REQUEST 1 >>
Using the excerpt on the hand-held pick-up tool, answer these:
(a) What does the Piazza device use suction to pick up?
(b) What object is the tool similar to in size, rigidity, and exterior shape?
(c) What is the Newell squeeze bottle designed for?
REQUEST 2 >>
For each statement, say whether the excerpt on the hand-held pick-up tool supports it. Quote the words that decide it.
(a) The Newell squeeze bottle includes a grasping mechanism.
(b) The tool is held and worked with motions like writing with a pen or pencil.
(c) The pick-up tool depends on an exterior vacuum line.
REQUEST 3 >> Extend the excerpt on the hand-held pick-up tool, starting after its last sentence.

Of course, suction may be used in other contexts, for picking up liquids or heavy items. Thus, U.S. Pat. No. 2,752,199 to Newell describes a squeeze bottle which may be used to dispense predetermined amounts of liquids by squeezing the resilient container. U.S. Pat. No. 4,021,068 to Piazza discloses a device which utilizes suction to pick-up golf balls. Although each of these devices is effective for its intended purpose, they are not useful for picking-up light-weight components. The Newell squeeze bottle provides no grasping mechanism, as it is designed for dispensing. The Piazza retriever is too bulky to be used for small or fragile components.

Of those devices known in the prior art for moving light-weight items such as electronic components and hobby parts, each is mechanically limited as to the size of the item to be moved, either by restrictions in the size of an opening through which the item is to be pulled, or by the complexities of mechanical grasping mechanisms. A hand-held device is needed, which is thin enough to be used in space restricted areas, and which can reach and grasp light-weight items of a variety of sizes and shapes.

DISCLOSURE OF THE INVENTION Summary of the Invention

An object of this invention is to provide a simple, inexpensive process for moving light-weight components within space restricted areas.

Another object of this invention is to provide a simple, hand-held and manually operated tool to pick-up and move light-weight items of a variety of sizes and shapes.

Yet another object of this invention is to provide a vacuum activated pick-up tool which is small and portable, and is not encumbered by an exterior vacuum line and vacuum source.

The tool utilized in this method of picking up light-weight items is similar in size, rigidity, and exterior shape to a fountain pen. Because the tool is held and operated with motions similar to those used in writing with a pen or pencil, the tool utilizes common dexterity of the thumb and fore-finger to move objects. Thus, the tool is simply and easily grasped and operated to allow convenient and precise positioning of light-weight items.

INFORMATION PROVIDED >>
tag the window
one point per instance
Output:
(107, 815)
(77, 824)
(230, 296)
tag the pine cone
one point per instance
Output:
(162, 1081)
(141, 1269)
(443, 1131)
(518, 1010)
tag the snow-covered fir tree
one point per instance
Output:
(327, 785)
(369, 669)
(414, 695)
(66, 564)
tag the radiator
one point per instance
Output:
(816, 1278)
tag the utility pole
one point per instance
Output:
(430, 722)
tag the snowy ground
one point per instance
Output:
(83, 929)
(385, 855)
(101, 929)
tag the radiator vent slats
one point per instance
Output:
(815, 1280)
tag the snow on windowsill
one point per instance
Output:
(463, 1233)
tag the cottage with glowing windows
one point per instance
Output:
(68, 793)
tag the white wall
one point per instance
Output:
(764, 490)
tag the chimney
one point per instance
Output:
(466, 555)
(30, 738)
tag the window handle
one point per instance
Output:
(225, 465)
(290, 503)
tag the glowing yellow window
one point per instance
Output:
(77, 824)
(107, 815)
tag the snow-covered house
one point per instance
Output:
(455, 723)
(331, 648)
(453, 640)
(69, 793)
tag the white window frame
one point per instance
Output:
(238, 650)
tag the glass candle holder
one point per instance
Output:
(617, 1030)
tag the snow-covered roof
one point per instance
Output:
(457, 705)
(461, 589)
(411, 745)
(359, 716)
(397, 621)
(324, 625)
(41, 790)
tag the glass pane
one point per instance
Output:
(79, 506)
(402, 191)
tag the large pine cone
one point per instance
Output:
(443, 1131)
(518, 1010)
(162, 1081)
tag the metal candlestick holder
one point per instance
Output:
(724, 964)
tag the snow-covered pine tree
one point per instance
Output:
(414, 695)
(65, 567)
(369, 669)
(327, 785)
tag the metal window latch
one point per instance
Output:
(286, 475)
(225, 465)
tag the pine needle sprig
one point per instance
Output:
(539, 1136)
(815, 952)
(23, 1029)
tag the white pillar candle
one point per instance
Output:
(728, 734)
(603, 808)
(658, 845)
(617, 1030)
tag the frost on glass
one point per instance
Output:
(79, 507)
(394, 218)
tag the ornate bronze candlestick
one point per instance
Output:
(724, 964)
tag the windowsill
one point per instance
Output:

--

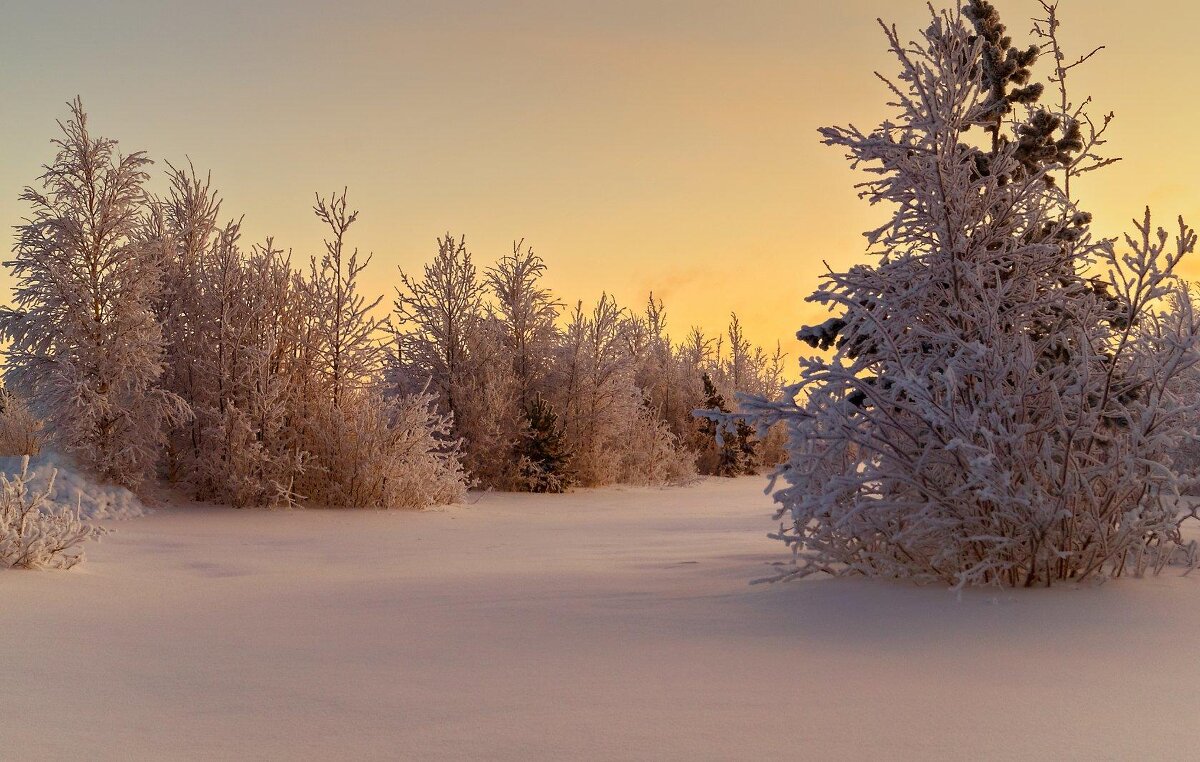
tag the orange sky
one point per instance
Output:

EXERCISE RESULT 1 >>
(a) Golf balls.
(b) A fountain pen.
(c) Dispensing.

EXERCISE RESULT 2 >>
(a) No: "The Newell squeeze bottle provides no grasping mechanism, as it is designed for dispensing."
(b) Yes: "Because the tool is held and operated with motions similar to those used in writing with a pen or pencil"
(c) No: "is not encumbered by an exterior vacuum line and vacuum source."

EXERCISE RESULT 3 >>
An elongated, hollow tube serves to house a suction creating device. Ideally, the suction creating device is a pliable bulb, which may be squeezed against the interior of the hollow tube by applying pressure to an actuator member. The actuator member extends through a hole in the hollow tube, so that an interior segment of the actuator member resides in the interior of the hollow tube, while an exterior segment resides exterior of the hollow tube, when the actuator is not engaged.

A tip member tightly surrounds the open end of the pliable bulb, so that all air entering the pliable bulb flows through the tip member. The tip member also has a tube engaging section which is of a diameter which fits tightly onto one open end of the hollow tube.

At the end of the tip member which is opposite the pliable bulb, the tip member decreases in external diameter to form a male fitting which is mated with a gripping member. This gripping member has three primary elements. A female fitting may be removably and snugly fit onto the tip member. Extending from that female fitting is an extension tube, which may be straight or angled. A suction cup suitable in size to engage the item to be picked-up is attached to the opposite end of that extension tube. Ideally, a variety of gripping members may be utilized with each pick-up tool, each with a different angle of the extension tube or a different size suction cup, and each of which may be removably fitted onto the tip member.

The novel features that are considered characteristic of the invention are set forth with particularity in the claims. The invention itself, both as to its construction and its method of operation, together with additional objects and advantages thereof, will best be understood from the description of specific embodiments which follows, when read in conjunction with the accompanying drawings.

BRIEF DESCRIPTION OF THE DRAWINGS

FIG. 1 is a perspective view of a tool being placed on an item for the purpose of lifting that item with the tool, using the method described herein, with a portion of the tool cut-away to reveal certain interior components.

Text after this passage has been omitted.